▼▼▼

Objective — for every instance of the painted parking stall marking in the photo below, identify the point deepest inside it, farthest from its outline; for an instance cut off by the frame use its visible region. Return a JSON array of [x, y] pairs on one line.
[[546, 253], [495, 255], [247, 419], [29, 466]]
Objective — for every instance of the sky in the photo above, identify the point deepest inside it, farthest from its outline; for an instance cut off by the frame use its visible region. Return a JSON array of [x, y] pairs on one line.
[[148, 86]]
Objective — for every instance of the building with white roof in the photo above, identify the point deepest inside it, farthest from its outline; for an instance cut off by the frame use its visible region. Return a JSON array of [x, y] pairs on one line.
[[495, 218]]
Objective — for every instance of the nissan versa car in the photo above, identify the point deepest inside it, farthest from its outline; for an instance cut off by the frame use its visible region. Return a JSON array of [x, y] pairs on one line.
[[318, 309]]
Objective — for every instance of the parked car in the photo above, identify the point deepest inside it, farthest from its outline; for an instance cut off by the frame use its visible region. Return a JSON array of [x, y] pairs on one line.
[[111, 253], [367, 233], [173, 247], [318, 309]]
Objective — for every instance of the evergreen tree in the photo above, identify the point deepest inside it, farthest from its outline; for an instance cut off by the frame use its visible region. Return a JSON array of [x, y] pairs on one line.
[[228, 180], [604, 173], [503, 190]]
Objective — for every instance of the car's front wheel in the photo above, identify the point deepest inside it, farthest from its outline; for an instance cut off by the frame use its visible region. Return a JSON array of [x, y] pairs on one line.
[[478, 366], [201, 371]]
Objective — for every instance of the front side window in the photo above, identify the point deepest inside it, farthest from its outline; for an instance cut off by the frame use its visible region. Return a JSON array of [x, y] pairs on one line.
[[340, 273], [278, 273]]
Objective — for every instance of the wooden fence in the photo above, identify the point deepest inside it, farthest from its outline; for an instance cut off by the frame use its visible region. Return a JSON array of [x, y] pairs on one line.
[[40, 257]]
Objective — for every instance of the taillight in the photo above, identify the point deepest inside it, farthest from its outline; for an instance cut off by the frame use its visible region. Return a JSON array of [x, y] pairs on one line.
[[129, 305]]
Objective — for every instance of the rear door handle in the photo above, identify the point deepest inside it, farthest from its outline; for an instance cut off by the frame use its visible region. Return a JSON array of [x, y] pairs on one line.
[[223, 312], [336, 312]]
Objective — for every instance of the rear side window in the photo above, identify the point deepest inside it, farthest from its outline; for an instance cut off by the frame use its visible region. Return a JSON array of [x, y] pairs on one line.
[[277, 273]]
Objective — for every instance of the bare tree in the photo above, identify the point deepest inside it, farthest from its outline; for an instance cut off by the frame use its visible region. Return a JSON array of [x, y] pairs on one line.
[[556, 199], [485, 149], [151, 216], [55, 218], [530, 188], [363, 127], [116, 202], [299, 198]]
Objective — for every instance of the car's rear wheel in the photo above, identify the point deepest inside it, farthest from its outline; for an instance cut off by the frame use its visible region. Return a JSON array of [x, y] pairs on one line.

▲▲▲

- What to work on: Reproduce exactly the lines from the one containing "Objective — for every instance of the bare" through the last line above, including both ends.

- Reply:
Objective — for every instance of the bare tree in the photo above, identify the point deepest inside it, farthest from its outline; for an instance cut off by the frame use its visible region. Return a JSON array of [x, y] pairs on one line.
[[556, 199], [485, 149], [151, 216], [55, 218], [530, 188], [363, 127], [116, 202], [299, 198]]
Objective — for every instance of the car's rear wheel in the photo above, identify the point deepest inside it, farthest from its outline; for an instance cut off by the frame use its visible region. Return a JSON array of [x, y] pairs on one line.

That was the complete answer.